- _Excerpted text_:
Remove bones , toss out -- grind (they should be crumbly) and put into garden. 

Now you have a nice rich broth. Put into fridge for a day or two to let it really cool and let the gelatine settle. When you take the pot out you will have a skim of fat on tip , just pick it off and remove . The remaining broth , aspic , gelatine, will be like jello. 

Add this on to kibble , oatmeal flakes , mix with supplements , mix with your ground meat for the dog.

An outstanding source of nutrition. 

Carmen
CARMSPACK.com


----------



## Sunflowers

carmspack said:


> okay , Nancy (Jocoyn) just reminded me in the GMO thread about soup bones. What an excellent way to get gelatin which is collagen and the proteoglycan matrix. This was talked about in Deep Nutrition and Primal Body , Primal Mind ( a paleo type diet book ).
> For any animal that has been off with a tender stomach or is dehydrated or you want to mix some extra nutrition into your kibble or meat mix , a bone- broth is excellent.
> This goes for human nutrition as well when consome and broth were offered as first foods on the road to recovery.
> 
> Take what ever bones you can find -- neck, beef, pork , chicken, turkey - put into big pot , cover with water , bring to boil , and then reduce to simmer. You want to concentrate that juice - so keep on simmer till 2/3's of liquid has evaporated.

- _Dataset entries_:
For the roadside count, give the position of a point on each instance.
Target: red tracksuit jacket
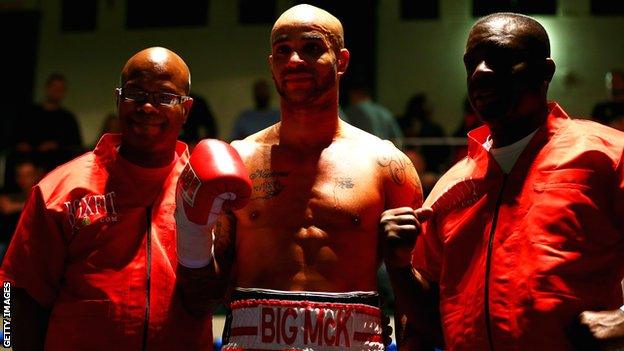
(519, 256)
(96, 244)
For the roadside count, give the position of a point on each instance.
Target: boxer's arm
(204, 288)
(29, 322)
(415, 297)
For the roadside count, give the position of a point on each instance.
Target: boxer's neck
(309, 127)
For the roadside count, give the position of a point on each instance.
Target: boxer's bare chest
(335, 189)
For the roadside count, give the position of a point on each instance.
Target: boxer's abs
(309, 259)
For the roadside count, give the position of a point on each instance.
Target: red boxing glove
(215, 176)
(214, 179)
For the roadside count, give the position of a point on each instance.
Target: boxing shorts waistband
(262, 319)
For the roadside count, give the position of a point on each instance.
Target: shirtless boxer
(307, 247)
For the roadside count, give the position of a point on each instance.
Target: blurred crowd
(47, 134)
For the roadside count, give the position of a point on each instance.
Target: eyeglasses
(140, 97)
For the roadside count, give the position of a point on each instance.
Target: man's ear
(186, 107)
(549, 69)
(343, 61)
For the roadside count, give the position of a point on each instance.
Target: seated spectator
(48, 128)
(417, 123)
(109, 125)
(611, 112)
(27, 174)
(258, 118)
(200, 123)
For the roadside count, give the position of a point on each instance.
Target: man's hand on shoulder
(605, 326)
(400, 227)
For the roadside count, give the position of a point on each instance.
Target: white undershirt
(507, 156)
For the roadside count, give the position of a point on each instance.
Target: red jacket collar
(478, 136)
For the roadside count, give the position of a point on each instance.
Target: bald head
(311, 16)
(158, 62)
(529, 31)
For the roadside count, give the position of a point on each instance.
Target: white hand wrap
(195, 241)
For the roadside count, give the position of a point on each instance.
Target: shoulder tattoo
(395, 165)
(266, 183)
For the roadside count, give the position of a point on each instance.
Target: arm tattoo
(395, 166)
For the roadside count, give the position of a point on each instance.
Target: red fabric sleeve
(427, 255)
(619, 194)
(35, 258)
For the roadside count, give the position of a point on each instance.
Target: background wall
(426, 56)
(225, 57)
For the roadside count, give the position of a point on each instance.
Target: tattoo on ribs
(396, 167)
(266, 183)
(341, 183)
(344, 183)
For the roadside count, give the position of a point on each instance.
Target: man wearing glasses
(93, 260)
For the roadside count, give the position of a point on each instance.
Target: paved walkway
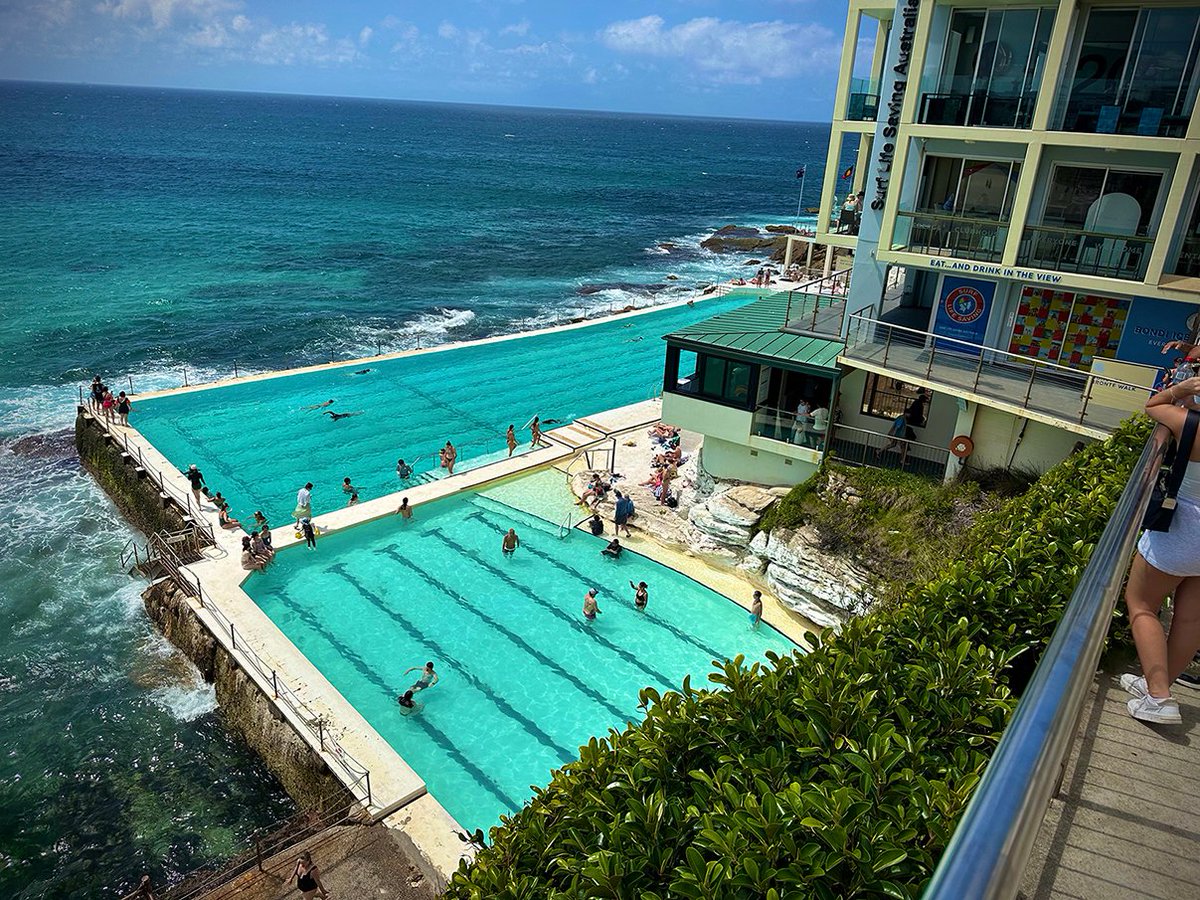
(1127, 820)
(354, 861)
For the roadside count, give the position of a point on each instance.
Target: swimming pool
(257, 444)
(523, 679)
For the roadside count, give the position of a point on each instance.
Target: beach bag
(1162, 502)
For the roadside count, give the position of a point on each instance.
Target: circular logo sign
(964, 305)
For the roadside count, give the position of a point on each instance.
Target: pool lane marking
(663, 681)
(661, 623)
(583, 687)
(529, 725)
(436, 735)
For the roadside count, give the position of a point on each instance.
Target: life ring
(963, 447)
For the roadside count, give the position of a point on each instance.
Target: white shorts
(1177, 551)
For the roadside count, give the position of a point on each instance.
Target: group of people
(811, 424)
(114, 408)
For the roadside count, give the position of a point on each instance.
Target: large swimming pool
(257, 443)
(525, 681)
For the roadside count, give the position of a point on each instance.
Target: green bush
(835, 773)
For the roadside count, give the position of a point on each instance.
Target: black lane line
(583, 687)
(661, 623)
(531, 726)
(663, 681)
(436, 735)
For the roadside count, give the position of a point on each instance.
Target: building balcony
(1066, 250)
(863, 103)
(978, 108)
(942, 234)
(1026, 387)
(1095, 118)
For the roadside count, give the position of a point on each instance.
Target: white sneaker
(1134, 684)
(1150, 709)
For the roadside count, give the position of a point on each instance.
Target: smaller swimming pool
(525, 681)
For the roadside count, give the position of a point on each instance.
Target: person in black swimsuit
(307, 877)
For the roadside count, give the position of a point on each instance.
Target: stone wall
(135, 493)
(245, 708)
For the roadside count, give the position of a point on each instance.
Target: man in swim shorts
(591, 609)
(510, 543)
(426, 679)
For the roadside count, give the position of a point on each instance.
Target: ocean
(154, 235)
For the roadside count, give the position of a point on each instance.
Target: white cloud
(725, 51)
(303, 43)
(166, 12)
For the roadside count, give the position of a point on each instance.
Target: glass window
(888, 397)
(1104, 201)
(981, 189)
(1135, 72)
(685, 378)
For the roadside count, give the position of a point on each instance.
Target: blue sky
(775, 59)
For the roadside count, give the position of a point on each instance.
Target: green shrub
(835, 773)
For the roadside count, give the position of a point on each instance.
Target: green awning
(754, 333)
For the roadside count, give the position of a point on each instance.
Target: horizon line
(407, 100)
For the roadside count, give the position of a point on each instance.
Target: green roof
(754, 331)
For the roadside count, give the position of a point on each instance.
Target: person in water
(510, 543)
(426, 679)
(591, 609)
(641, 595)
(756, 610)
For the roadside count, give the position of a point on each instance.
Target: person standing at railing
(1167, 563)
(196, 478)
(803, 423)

- _What you need to do_: List every kind of bone that the bone broth text says can go into the pot.

- _Solution to this task_: Neck, beef, pork, chicken, turkey